**EXCERPTED PASSAGE**
Marker Text: The Great Indian Road, called Philadelphia Wagon Road by many settlers was developed by Iroquois (Haudenosaunee) warriors traveling in the 1700s through the Great Valley of the Appalachians (which they called Jonontore) from Cohongaronto (north of the Potomac), to raid the Catawba in the Carolinas. In 1743, Iroquois headmen complained that Europeans had settled along the road, a treaty violation. The Lancaster Treaty of 1744 clarified the road's direction and acknowledged the Iroquois' right to travel through Frederick County to New River settlements and farther south. This road later brought immigrants to the Valley in Conestoga wagons. Today U.S. Route 11 generally follows the historic road.
Location: On U.S. Route 11 (Martinsburg Pike), 0.1 miles north of Interstate 81, Exit 317, north of Winchester. Grouped with marker A-2 (Action at Rutherford's Farm) and marker A-38 (Hackwood Park). Erected by the Department of Historic Resources in 2008.

**ENTRIES SHOWN**

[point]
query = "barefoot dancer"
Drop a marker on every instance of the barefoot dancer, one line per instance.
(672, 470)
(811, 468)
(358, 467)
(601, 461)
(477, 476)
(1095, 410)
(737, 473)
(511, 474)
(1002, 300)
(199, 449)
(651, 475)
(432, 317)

**OBJECTIVES**
a) Reproduce every line of the records, the request lines included, and scale each point coordinate in the answers by 1.95, rounding to whole numbers with halves rounded up. Leave the numbers in the request lines as they are.
b) Extend the historical marker text about the Great Indian Road past its final sentence.

**SET OF ANSWERS**
a)
[point]
query = "barefoot dancer"
Drop a marker on every instance of the barefoot dancer, one line per instance.
(1310, 917)
(1581, 913)
(698, 911)
(1172, 899)
(930, 928)
(2135, 800)
(1437, 922)
(996, 924)
(1954, 585)
(388, 876)
(1269, 926)
(842, 618)

b)
Today, most people travel through the Shenandoah Valley of Virginia on Interstate 81 and though they can see the Blue Ridge Mountains and take in some of the beauty of the valley, they really miss the real wonders that can be witnessed in the valley. The interstate highway in the Shenandoah Valley parallels an earlier main highway, U.S. Route 11 or the Valley Pike. If you were to take the time to get off the interstate even for a short distance and travel Route 11 you can see the valley in a whole new way. Even Route 11 is only the modern version of a much older historic road that went through the valley and was initially developed and used by Iroquois warriors traveling from the Potomac River to the Carolinas.
This marker located just north of Winchester, Virginia, in a small park in front of the Rutherford Crossing Shopping Center just north of Interstate 81 exit 317, tells the traveler a little bit of the history of the road that passes through here. The earliest creatures to use this route probably a thousand years before humans, were buffalo who discovered the route of least resistance traveling the valley. Native American Indians later followed these same old trails.
U.S. Route 11 is the background of the photo behind the marker and is the current version of this old road in Virginia.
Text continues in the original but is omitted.